■ **Activity**:
Find the line in the entries below that contains "box: [148, 411, 210, 422]". Repeat it exactly, and every line after it through the line that contains "0H544L524 23L537 37L555".

■ **Dataset extract**:

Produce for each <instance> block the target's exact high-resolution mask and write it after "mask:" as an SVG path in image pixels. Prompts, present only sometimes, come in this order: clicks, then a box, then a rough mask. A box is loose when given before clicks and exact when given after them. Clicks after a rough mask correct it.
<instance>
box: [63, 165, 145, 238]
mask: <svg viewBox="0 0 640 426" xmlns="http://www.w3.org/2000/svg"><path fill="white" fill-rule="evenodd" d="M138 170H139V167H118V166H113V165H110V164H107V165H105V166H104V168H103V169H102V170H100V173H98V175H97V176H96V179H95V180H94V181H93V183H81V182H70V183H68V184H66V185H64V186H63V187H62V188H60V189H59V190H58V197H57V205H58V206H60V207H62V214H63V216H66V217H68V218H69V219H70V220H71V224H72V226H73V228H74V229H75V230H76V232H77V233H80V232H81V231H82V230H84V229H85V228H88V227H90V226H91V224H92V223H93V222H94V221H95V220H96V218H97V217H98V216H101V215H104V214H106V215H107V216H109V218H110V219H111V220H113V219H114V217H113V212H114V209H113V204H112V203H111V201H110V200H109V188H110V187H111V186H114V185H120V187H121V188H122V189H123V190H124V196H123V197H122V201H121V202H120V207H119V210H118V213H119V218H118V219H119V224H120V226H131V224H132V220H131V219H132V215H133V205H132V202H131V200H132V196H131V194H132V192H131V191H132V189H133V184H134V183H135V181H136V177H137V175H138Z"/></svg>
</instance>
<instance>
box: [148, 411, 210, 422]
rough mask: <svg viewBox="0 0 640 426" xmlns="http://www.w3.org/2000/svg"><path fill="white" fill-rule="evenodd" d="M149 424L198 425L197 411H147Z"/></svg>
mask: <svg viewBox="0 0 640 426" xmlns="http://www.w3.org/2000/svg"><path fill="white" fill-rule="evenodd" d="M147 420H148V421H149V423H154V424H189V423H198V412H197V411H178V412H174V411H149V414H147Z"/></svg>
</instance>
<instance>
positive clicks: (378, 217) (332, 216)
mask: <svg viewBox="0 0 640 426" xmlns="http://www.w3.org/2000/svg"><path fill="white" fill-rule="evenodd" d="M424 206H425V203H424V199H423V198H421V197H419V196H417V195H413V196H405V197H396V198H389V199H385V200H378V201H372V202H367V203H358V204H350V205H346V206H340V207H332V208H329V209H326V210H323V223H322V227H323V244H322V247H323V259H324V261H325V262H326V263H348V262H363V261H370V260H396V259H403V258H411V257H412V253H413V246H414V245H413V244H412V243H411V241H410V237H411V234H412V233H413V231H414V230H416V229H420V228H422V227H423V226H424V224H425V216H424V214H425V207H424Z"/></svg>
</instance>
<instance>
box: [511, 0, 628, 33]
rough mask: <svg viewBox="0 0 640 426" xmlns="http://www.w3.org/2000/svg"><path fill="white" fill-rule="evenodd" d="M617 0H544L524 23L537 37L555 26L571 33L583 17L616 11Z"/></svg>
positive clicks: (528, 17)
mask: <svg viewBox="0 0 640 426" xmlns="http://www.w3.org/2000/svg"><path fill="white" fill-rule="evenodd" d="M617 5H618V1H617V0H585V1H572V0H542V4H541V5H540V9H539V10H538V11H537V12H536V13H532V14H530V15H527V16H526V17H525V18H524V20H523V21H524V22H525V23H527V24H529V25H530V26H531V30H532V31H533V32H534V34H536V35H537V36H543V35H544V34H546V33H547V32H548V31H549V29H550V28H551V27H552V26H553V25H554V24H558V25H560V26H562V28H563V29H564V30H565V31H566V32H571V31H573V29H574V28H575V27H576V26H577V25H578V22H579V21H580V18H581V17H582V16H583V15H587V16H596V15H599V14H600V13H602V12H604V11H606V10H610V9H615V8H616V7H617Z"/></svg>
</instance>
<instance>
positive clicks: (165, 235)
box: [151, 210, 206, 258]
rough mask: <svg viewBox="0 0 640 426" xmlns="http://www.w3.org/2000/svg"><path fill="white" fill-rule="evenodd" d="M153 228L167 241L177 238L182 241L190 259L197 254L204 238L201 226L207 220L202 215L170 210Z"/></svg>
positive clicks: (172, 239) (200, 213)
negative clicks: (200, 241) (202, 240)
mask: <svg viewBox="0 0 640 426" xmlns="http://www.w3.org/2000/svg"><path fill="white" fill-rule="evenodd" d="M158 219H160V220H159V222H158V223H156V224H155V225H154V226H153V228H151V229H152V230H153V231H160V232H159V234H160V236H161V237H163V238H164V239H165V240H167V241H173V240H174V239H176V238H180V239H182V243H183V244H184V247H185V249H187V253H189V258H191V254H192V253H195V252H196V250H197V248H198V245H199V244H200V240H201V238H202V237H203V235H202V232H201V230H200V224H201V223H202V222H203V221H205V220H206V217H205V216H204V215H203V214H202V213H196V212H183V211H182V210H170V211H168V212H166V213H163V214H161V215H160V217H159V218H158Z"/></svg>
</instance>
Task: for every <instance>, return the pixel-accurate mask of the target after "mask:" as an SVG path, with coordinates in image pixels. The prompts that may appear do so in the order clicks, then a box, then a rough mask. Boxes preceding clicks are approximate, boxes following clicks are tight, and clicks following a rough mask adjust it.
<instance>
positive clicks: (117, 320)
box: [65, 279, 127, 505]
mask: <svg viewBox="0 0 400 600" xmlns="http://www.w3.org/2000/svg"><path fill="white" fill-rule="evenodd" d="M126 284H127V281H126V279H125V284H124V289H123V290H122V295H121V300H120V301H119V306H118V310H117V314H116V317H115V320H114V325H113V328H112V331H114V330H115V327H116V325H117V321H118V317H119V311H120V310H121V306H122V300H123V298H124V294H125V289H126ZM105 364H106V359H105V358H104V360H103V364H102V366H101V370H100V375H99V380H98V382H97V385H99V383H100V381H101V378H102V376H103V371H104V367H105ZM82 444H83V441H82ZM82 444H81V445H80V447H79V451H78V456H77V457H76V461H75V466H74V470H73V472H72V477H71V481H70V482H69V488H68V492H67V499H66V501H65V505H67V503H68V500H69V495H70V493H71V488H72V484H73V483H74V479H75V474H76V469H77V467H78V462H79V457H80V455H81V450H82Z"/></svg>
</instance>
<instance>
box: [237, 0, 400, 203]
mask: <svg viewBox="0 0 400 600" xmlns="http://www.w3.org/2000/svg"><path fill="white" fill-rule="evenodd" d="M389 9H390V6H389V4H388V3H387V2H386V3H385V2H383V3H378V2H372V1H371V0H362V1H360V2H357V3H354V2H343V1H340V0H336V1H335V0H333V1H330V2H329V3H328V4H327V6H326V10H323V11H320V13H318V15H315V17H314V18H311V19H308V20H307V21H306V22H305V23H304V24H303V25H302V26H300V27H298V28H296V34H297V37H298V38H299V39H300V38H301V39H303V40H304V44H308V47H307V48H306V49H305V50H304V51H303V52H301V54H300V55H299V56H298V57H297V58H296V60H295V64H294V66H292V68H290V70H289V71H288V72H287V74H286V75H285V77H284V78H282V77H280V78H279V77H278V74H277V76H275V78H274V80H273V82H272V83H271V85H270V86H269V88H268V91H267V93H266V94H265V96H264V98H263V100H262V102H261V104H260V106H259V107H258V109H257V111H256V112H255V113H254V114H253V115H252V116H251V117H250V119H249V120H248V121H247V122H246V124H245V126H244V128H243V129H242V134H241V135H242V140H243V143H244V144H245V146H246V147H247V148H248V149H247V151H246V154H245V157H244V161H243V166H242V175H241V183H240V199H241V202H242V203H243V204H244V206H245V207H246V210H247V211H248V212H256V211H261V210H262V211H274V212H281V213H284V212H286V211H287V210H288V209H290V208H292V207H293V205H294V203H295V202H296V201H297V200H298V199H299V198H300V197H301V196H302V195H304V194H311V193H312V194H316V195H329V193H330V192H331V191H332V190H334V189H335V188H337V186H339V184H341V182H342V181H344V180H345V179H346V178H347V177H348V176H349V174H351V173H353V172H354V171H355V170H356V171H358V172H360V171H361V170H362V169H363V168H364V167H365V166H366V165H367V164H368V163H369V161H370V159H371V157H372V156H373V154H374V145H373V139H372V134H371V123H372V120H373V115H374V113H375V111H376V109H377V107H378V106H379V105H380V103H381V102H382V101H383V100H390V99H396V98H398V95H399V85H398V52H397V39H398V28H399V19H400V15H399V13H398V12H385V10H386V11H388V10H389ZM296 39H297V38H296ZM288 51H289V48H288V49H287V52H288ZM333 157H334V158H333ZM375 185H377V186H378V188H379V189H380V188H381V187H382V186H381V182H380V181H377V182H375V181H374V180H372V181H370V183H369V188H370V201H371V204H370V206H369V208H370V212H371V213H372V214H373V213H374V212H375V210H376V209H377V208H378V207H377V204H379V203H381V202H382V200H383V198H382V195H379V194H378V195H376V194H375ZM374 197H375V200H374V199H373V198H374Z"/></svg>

■ **Answer to this problem**:
box: [148, 411, 210, 422]
rough mask: <svg viewBox="0 0 640 426" xmlns="http://www.w3.org/2000/svg"><path fill="white" fill-rule="evenodd" d="M149 424L198 425L197 411H147Z"/></svg>
mask: <svg viewBox="0 0 640 426" xmlns="http://www.w3.org/2000/svg"><path fill="white" fill-rule="evenodd" d="M147 420H148V421H149V423H154V424H189V423H198V412H197V411H178V412H174V411H149V414H147Z"/></svg>
</instance>
<instance>
positive clicks: (378, 217) (332, 216)
mask: <svg viewBox="0 0 640 426" xmlns="http://www.w3.org/2000/svg"><path fill="white" fill-rule="evenodd" d="M424 206H425V203H424V199H423V198H421V197H419V196H417V195H413V196H405V197H396V198H389V199H385V200H378V201H372V202H367V203H358V204H350V205H346V206H340V207H332V208H329V209H326V210H323V223H322V227H323V244H322V247H323V259H324V261H325V262H326V263H348V262H363V261H370V260H396V259H403V258H411V257H412V253H413V246H414V245H413V244H412V243H411V241H410V237H411V234H412V233H413V231H414V230H416V229H420V228H422V227H423V226H424V224H425V216H424V214H425V207H424Z"/></svg>
</instance>
<instance>
box: [511, 0, 628, 33]
rough mask: <svg viewBox="0 0 640 426" xmlns="http://www.w3.org/2000/svg"><path fill="white" fill-rule="evenodd" d="M617 0H544L524 23L537 37L555 26L571 33L583 17L616 11Z"/></svg>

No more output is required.